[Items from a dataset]
___
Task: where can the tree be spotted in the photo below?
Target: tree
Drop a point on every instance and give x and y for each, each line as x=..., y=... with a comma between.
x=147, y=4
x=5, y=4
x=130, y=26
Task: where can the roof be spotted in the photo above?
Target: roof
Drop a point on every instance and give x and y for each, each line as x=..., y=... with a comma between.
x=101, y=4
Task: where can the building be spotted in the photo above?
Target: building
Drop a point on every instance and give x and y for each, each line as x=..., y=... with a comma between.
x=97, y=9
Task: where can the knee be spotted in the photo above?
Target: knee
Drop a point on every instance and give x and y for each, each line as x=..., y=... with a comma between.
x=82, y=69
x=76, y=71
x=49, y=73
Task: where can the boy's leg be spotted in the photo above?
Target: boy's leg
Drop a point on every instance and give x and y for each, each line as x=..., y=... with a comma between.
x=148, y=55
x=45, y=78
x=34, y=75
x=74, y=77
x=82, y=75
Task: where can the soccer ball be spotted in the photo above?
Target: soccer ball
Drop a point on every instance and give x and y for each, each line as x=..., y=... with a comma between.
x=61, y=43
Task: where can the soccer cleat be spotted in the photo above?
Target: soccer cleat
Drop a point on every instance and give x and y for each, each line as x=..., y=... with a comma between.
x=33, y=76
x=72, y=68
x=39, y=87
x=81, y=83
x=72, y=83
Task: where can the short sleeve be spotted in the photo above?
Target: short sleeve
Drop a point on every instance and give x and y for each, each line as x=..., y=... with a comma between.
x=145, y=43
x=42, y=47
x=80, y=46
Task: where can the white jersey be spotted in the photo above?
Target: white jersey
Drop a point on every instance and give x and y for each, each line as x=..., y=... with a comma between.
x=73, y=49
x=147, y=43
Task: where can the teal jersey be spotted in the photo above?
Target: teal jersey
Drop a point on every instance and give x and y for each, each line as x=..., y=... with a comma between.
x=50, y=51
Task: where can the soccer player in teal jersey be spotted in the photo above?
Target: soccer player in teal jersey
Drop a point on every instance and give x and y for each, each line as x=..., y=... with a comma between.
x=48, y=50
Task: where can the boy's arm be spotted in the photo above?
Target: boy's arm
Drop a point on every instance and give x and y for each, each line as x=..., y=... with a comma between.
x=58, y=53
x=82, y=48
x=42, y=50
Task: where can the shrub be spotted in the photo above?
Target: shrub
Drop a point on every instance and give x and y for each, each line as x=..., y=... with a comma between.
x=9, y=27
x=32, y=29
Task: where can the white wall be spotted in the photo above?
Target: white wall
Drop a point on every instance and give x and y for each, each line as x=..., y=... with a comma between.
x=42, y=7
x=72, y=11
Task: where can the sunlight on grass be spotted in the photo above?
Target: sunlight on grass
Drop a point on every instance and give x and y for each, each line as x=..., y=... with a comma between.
___
### DESCRIPTION OF THE TASK
Set down the data above once more so that nothing differs from the original.

### TASK ANSWER
Task: where can the tree be spotted in the photo below?
Target: tree
Drop a point on every instance and give x and y for each, each line as x=..., y=... with a comma between.
x=147, y=4
x=5, y=4
x=130, y=26
Task: where can the roof be spotted in the photo above?
Target: roof
Drop a point on every instance and give x and y for each, each line as x=..., y=... with a comma between.
x=101, y=4
Task: where can the building be spotted in the photo above?
Target: building
Drop a point on every instance and give x and y for each, each line as x=..., y=... with a comma between.
x=97, y=9
Task: where can the knee be spotted in the photo above?
Target: knee
Drop a point on every instance and give x and y for each, each line as x=..., y=... with a comma between.
x=82, y=69
x=76, y=71
x=49, y=73
Task: where can the boy's leg be spotted in the photo above?
Target: boy's leg
Drop a point on every instance and give x and y for each, each line as x=..., y=... with a comma between.
x=148, y=55
x=45, y=78
x=34, y=75
x=74, y=77
x=82, y=75
Task: where can the soccer ball be spotted in the photo above?
Target: soccer ball
Drop a point on every instance and give x and y for each, each line as x=..., y=... with a comma between.
x=61, y=43
Task: where can the soccer cleat be spotted in the photo above?
Target: soccer cleat
Drop a point on every instance and give x and y for each, each line as x=..., y=... with a comma between.
x=33, y=76
x=72, y=68
x=39, y=87
x=81, y=83
x=72, y=83
Task: where can the short sleeve be spotted in the photo above?
Target: short sleeve
Drop a point on every instance and give x and y for each, each line as x=..., y=... with a comma between.
x=145, y=43
x=42, y=47
x=80, y=46
Task: where can the white jersey be spotted in the photo above?
Target: white jersey
Drop a point on every instance and give x and y for each, each line as x=..., y=... with a comma between.
x=73, y=49
x=147, y=43
Task: where can the teal jersey be spotted in the photo above?
Target: teal jersey
Drop a point on every instance and give x and y for each, each line as x=..., y=... with a comma between.
x=50, y=51
Task: where can the soccer player in teal jersey be spotted in the photo above?
Target: soccer player in teal jersey
Drop a point on every instance and give x and y for each, each line as x=..., y=... with a comma between.
x=48, y=50
Task: where can the boy's arm be spotted in the photo above?
Target: boy's arm
Drop a point on every instance and give x and y for each, each line as x=..., y=... with a comma between.
x=58, y=53
x=82, y=48
x=42, y=50
Task: where can the shrub be spotted in the photo above?
Target: shrub
Drop a point on every instance and give x and y for each, each line as x=..., y=... with a comma between.
x=9, y=27
x=32, y=29
Task: where can the white wall be spotted in the photo above?
Target: white wall
Drop a point on every instance and give x and y for each, each line as x=..., y=... with a comma between.
x=42, y=7
x=72, y=11
Task: where can the sunlight on grass be spotted in the photo above?
Target: sunlight on grass
Drop a point on every instance and give x and y for each, each line as x=..., y=... with a comma between.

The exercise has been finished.